(EXTRACTED DATA begins)

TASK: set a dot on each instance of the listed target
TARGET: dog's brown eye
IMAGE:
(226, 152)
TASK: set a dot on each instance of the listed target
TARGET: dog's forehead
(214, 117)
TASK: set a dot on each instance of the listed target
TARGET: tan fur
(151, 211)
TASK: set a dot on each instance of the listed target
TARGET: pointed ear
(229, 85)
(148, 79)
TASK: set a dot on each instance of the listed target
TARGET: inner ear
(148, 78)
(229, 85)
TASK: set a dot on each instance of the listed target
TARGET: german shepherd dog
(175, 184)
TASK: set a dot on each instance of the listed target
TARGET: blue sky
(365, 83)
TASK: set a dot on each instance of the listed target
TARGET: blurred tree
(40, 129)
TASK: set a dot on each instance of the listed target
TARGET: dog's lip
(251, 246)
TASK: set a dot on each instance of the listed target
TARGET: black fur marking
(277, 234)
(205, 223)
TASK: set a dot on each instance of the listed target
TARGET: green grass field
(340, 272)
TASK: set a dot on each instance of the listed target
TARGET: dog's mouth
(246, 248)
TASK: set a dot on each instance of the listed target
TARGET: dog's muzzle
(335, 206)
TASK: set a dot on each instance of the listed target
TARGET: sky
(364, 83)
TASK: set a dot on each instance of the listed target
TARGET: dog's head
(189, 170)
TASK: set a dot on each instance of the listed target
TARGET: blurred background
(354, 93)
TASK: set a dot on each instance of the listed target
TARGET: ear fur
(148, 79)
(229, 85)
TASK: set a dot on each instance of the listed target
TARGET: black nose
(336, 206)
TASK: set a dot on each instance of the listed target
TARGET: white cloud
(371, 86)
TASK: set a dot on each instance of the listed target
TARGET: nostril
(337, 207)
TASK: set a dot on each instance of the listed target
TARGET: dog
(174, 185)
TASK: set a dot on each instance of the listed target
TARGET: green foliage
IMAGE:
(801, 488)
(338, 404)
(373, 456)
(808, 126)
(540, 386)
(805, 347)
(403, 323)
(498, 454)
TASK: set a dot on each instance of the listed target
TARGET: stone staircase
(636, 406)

(EXTRACTED DATA ends)

Copy the listing exactly as it stands.

### TASK SOLUTION
TASK: set a dot on each instance of the listed target
TARGET: dog's brown eye
IMAGE:
(226, 152)
TASK: set a dot on each instance of the listed target
TARGET: dog's forehead
(214, 117)
TASK: set a dot on each instance of the listed target
TARGET: tan fur
(151, 211)
TASK: set a dot on each instance of the listed target
TARGET: pointed ear
(229, 85)
(148, 79)
TASK: set a dot on each instance of the listed target
TARGET: inner ear
(148, 78)
(229, 85)
TASK: set a dot on each instance of the listed target
TARGET: german shepherd dog
(175, 184)
TASK: set a dot on each instance of the listed target
TARGET: blue sky
(365, 83)
TASK: set a dot on each instance of the listed target
TARGET: blurred tree
(40, 129)
TASK: set a dot on each instance of the listed target
TARGET: dog's lip
(251, 246)
TASK: set a dot on each instance of the listed target
TARGET: black fur marking
(277, 234)
(205, 223)
TASK: set a dot on each instance of the listed target
TARGET: green grass field
(340, 272)
TASK: set a dot on each instance of the listed target
TARGET: dog's mouth
(246, 248)
TASK: set a dot on each instance of the listed target
TARGET: dog's muzzle
(335, 206)
TASK: set a dot on each instance of the listed target
TARGET: sky
(364, 83)
TASK: set a dot on each instance of the listed target
TARGET: dog's head
(189, 170)
TASK: set a dot on each instance of the listed target
TARGET: blurred background
(354, 93)
TASK: set a dot on each instance of the listed target
TARGET: ear fur
(148, 79)
(229, 85)
TASK: set a dot on each instance of the listed target
TARGET: black nose
(336, 206)
TASK: set a dot on each instance of the listed target
TARGET: white cloud
(371, 86)
TASK: set a dot on each instance of the listed target
TARGET: nostril
(337, 207)
TASK: set a dot on each instance of the listed target
TARGET: dog
(174, 185)
TASK: set a dot on each instance of the listed target
TARGET: green foliage
IMAGE:
(801, 488)
(338, 404)
(373, 456)
(808, 126)
(540, 386)
(805, 347)
(403, 323)
(498, 454)
TASK: set a dot on each instance of the listed target
TARGET: stone staircase
(636, 406)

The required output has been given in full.